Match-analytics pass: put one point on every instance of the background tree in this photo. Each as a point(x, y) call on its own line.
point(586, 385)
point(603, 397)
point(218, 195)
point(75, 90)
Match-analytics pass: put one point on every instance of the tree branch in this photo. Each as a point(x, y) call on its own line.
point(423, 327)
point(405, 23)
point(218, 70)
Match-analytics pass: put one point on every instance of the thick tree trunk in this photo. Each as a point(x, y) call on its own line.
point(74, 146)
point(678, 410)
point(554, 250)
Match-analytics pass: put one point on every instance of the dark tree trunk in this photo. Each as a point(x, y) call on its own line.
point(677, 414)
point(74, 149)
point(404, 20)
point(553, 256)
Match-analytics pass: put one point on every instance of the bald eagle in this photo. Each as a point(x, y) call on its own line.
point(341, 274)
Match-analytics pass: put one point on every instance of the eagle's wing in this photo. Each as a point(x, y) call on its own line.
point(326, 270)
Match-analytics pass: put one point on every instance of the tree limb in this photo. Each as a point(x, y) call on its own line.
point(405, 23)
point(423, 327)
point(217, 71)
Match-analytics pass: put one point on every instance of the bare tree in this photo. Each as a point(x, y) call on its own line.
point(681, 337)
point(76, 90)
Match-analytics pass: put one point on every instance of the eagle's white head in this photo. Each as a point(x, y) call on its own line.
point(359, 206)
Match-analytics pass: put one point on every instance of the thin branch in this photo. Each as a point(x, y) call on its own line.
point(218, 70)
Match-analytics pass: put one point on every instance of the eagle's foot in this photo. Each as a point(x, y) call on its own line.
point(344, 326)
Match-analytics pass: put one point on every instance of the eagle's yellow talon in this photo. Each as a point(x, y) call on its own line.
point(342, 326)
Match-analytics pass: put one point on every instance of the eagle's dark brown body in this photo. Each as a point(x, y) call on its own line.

Task brief: The records above are to be copied in full, exactly as written.

Task answer:
Match-analytics pass: put one point on every instance of the background tree in this photo. Each as a point(x, y) call on its own line.
point(586, 385)
point(603, 397)
point(218, 195)
point(75, 90)
Match-analytics pass: put one point on every instance of the tree branch in this photo. Each as a point(x, y) call on its own line.
point(423, 327)
point(405, 23)
point(218, 70)
Match-analytics pass: put one point on every instance of the thick tree trunk in this photo. Each as a point(x, y) call on its own line.
point(74, 146)
point(678, 410)
point(554, 250)
Match-analytics pass: put one point on every instance of the dark tree trunk in this photo. Each as a point(x, y) call on its own line.
point(677, 414)
point(74, 149)
point(404, 20)
point(553, 256)
Match-analytics pass: put one point on every instance of the bald eagle in this photo. Each as a point(x, y) call on its own line.
point(341, 274)
Match-analytics pass: put one point on every instance of the eagle's wing in this photo. Each as a point(x, y) call on its own line.
point(326, 270)
Match-analytics pass: put one point on every instance of the tree limb in this photo. Each as a point(x, y) call on its own line.
point(405, 23)
point(423, 327)
point(217, 71)
Match-analytics pass: put one point on every instance of the bare tree in this photo. Each as a point(x, y) call on its own line.
point(681, 337)
point(76, 90)
Match-analytics pass: put one point on every instance of the eagle's white head in this photo. Each as a point(x, y) call on its own line.
point(359, 206)
Match-analytics pass: put one point on every instance of the thin branch in this photo. Each as a point(x, y) call on its own line.
point(218, 70)
Match-analytics pass: put one point on every instance of the eagle's foot in this photo. Each as a point(x, y) call on its own line.
point(344, 326)
Match-analytics pass: put one point on every instance of the eagle's yellow talon in this photo. Each as a point(x, y) call on its own line.
point(342, 326)
Match-analytics pass: put one point on every instance of the eagle's dark brown body in this photo. Each as a point(x, y) call on its own line.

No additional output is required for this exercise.